Source text |

DS1300 at SMU

Recently, I was honored to be asked to teach as part of SMU’s new undergraduate degree in Data Science. Along with another member of my team, Dr. Robert Kalescky, we taught an 11-day intensive May Term course that covered topics ranging from an introduction to programming in Python, to using high-performance computing resources, to data ethics. Due to COVID-19 restrictions, the course was held in a synchronous but primarily virtual modality where students attended the course remotely while Dr. Kalescky and myself traded off lecturing throughout the 6 hour class days.

Teaching DS1300 at SMU during May Term 2021 in SMUFlex modality. Course material was delivered via GitHub and run in JupyterLab running on ManeFrameII, SMU’s high-performance computing cluster.

Teaching DS1300 at SMU during May Term 2021 in SMUFlex modality. Course material was delivered via GitHub and run in JupyterLab running on ManeFrameII, SMU’s high-performance computing cluster.

Class Structure

Each day in the course was divided into roughly 4 sections: Discussion, Lecture, Exercises, Project. Due to the accelerated nature of the course, we thought it was important for the students to have time to do work in class, including working on their “homework” so as not to force them into having long hours of programming at home following lengthy days of lecture.

  • Discussion - As a class we read through Dr. Hannah Fry’s book “Hello World: Being Human in the Age of Algorithms”. This book covers many topics relevant to introductory students as they enter the world of data and programming like data ethics, privacy, and data ownership.

Exercise data |
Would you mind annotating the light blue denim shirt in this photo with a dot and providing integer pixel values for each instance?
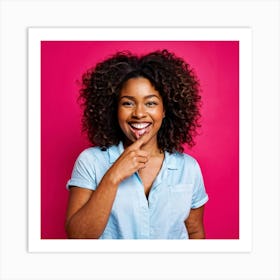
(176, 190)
--
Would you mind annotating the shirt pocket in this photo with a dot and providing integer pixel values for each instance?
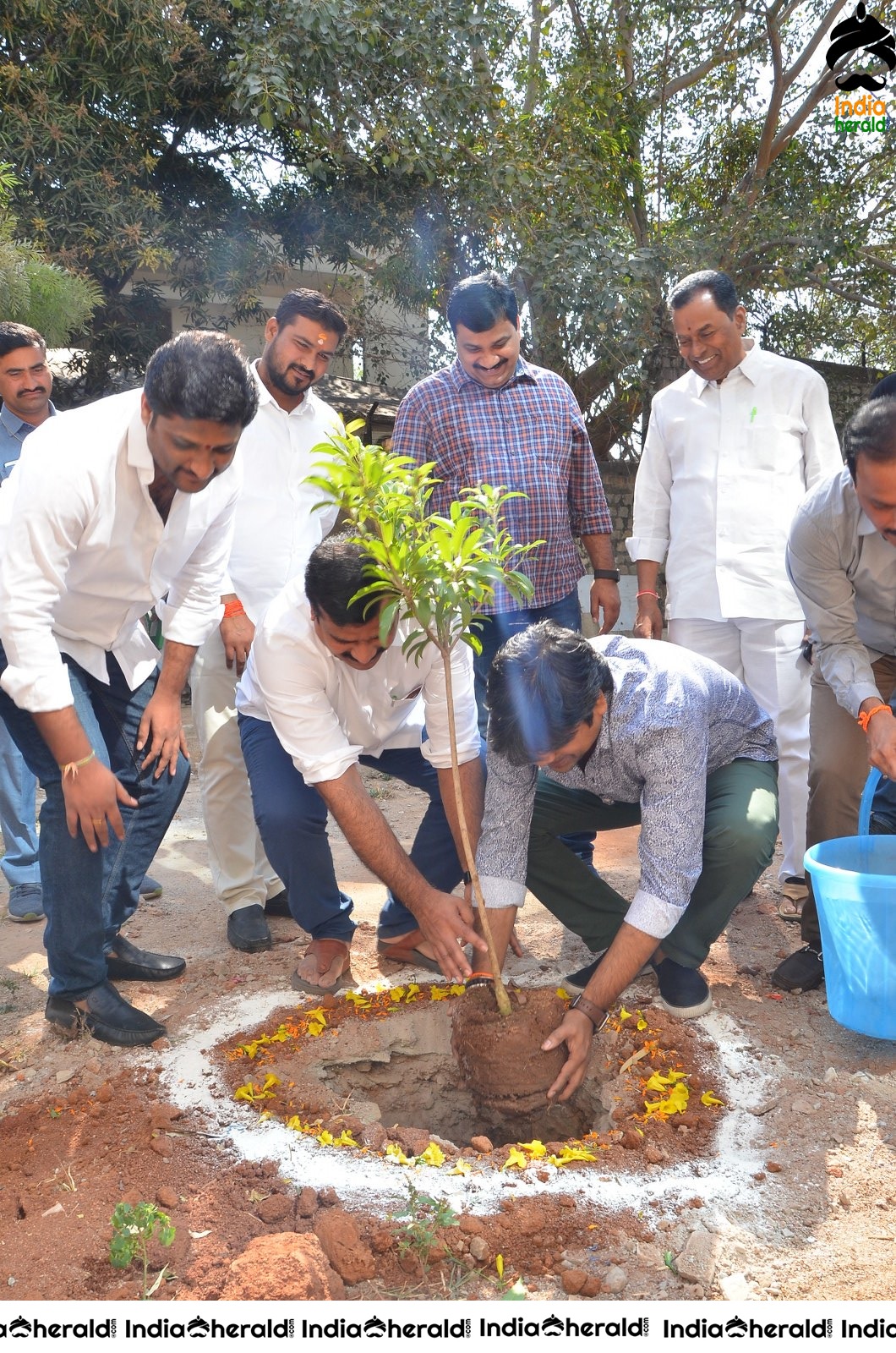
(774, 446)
...
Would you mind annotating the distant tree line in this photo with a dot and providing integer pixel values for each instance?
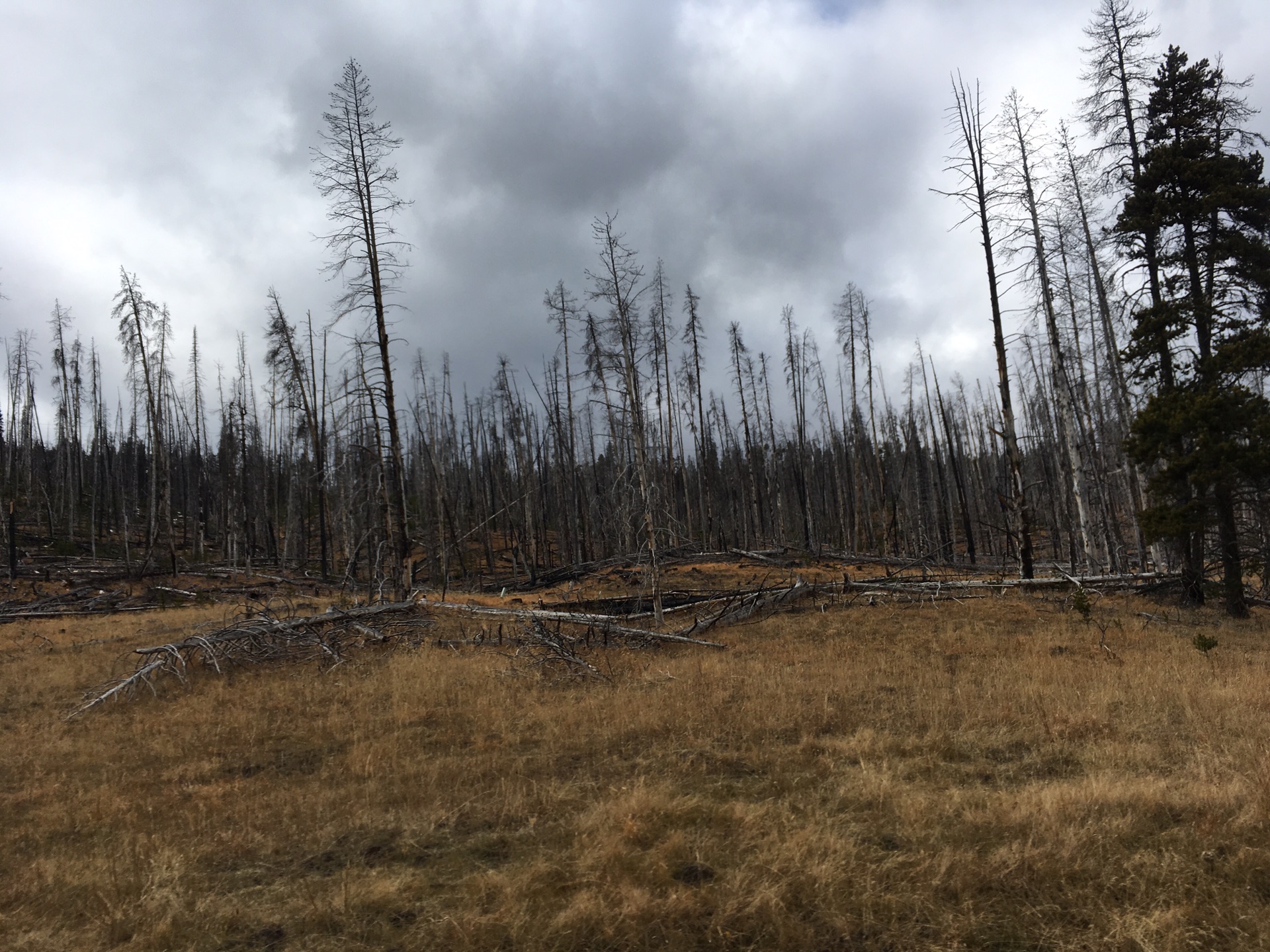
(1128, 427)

Task objective |
Output the stretch of the DS1300 course write-up from "Class Structure" through "days of lecture.", copied word for word. These records are not connected to the DS1300 course write-up.

Completed task |
Class Structure

Each day in the course was divided into roughly 4 sections: Discussion, Lecture, Exercises, Project. Due to the accelerated nature of the course, we thought it was important for the students to have time to do work in class, including working on their “homework” so as not to force them into having long hours of programming at home following lengthy days of lecture.